Supplied text:
····················

A new defense cooperation agreement has been signed that adds bilateral joint exercises between the Navies and Air forces of India and Indonesia to ongoing coordinated patrol and training. Joint production of equipment, technology transfer, technical assistance and capacity as well as sourcing of equipment (by both sides) would be undertaken. Expansion in counter terrorism and intelligence exchanges is also planned.
The decision to build connectivity between Andaman Nicobar-Aceh to unleash the economic potential of the two areas, and to establish a joint taskforce for undertaking port-related projects “in and around Sabang” have long-term implications. India could get access to a port of strategic importance near the Malacca Straits. However, it should be added that the Indonesians may be less excited about this issue than some in the Indian media.
On the economic side, an ambitious goal to boost bilateral trade from $18 billion to $50 billion by 2025 was set. Trade has suffered from a lack of direct connectivity between Indonesia and India as well as other constraints such as mutual neglect. What is needed is the preparation of a detailed, sector-wise and time-bound roadmap to secure the goal. India should export more of its pharma, IT products and services and railway equipment and be willing to buy more palm oil from Indonesia. A two-way flow of investments should also be stepped up.

····················

Extracted entries:

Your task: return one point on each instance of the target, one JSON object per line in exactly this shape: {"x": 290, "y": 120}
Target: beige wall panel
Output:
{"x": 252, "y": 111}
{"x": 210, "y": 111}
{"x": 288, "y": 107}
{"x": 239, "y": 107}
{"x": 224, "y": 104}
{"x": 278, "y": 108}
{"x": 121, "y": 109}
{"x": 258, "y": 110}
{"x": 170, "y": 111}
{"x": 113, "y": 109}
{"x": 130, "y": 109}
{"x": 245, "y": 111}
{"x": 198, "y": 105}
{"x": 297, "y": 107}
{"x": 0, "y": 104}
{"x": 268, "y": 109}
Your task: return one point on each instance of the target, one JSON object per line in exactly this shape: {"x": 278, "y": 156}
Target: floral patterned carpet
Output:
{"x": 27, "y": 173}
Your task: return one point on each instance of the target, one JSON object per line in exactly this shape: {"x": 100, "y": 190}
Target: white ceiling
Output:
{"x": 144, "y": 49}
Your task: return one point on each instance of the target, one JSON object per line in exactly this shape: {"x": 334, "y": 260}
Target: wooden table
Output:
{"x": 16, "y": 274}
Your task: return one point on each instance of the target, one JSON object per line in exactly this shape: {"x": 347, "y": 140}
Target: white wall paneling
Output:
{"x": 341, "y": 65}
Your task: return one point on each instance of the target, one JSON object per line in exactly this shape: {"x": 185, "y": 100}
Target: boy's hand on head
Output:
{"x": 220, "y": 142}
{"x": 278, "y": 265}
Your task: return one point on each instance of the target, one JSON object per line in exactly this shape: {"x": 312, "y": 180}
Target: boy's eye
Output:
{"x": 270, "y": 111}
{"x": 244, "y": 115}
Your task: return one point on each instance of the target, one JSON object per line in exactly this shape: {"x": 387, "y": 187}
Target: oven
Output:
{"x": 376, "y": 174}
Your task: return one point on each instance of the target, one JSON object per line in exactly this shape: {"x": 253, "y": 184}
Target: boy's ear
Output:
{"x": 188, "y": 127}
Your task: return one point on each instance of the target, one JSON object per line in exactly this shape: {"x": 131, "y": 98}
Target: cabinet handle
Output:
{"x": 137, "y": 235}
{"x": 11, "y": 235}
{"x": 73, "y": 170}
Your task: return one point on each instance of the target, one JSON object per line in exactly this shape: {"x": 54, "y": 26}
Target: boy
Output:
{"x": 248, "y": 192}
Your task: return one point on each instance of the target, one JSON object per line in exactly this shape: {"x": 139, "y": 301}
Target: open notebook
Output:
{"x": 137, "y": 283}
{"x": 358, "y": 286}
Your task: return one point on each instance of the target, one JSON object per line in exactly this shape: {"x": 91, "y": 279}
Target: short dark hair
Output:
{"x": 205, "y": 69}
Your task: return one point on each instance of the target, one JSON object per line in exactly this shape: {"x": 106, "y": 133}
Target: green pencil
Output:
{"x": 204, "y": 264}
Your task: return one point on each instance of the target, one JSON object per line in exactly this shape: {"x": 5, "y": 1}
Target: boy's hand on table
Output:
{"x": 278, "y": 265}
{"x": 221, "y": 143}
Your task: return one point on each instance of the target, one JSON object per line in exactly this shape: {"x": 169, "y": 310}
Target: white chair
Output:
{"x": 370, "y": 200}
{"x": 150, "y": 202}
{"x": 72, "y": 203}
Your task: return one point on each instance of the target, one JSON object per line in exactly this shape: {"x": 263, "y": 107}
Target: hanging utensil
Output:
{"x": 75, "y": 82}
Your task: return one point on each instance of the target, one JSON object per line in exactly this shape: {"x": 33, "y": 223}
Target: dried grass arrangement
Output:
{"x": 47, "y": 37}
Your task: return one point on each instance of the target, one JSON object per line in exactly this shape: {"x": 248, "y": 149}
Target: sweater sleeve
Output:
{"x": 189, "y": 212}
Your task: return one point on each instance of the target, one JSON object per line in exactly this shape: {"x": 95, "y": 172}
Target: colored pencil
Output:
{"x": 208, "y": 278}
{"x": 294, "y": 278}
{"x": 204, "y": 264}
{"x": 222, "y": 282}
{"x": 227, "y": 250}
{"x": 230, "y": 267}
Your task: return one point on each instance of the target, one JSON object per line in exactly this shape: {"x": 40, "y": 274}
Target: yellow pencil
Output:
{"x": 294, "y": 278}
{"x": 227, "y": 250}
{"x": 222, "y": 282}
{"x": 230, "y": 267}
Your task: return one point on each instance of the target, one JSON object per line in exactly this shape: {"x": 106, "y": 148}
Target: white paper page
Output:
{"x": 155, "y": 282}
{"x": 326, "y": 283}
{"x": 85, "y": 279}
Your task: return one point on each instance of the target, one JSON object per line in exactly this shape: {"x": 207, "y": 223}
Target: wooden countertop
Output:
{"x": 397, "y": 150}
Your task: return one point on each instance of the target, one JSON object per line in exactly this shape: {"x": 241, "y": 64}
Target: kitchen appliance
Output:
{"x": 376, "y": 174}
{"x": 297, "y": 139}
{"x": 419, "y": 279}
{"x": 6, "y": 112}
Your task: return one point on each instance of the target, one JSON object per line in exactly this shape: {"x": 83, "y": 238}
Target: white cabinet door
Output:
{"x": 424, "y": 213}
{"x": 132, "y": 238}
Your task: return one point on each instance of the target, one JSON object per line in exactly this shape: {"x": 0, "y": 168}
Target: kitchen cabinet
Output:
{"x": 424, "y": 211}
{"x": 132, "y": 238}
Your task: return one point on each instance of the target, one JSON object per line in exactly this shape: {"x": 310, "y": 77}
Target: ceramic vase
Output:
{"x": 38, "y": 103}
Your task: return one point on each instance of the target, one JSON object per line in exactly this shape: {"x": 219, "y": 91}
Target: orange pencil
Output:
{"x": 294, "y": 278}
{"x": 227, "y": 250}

····················

Required work:
- a) In the India–Indonesia passage, what bilateral trade figure was set as the goal for 2025?
- b) According to the India–Indonesia passage, why has trade between the two countries suffered?
- c) Retype the India–Indonesia passage from "The decision to" up to and including "the Indian media.".
The records are material separate from the India–Indonesia passage.

Answer list:
- a) The goal is to raise bilateral trade from $18 billion to $50 billion by 2025.

- b) Trade has suffered because there is no direct connectivity between Indonesia and India. Other constraints, such as mutual neglect, have also held it back.

- c)
The decision to build connectivity between Andaman Nicobar-Aceh to unleash the economic potential of the two areas, and to establish a joint taskforce for undertaking port-related projects “in and around Sabang” have long-term implications. India could get access to a port of strategic importance near the Malacca Straits. However, it should be added that the Indonesians may be less excited about this issue than some in the Indian media.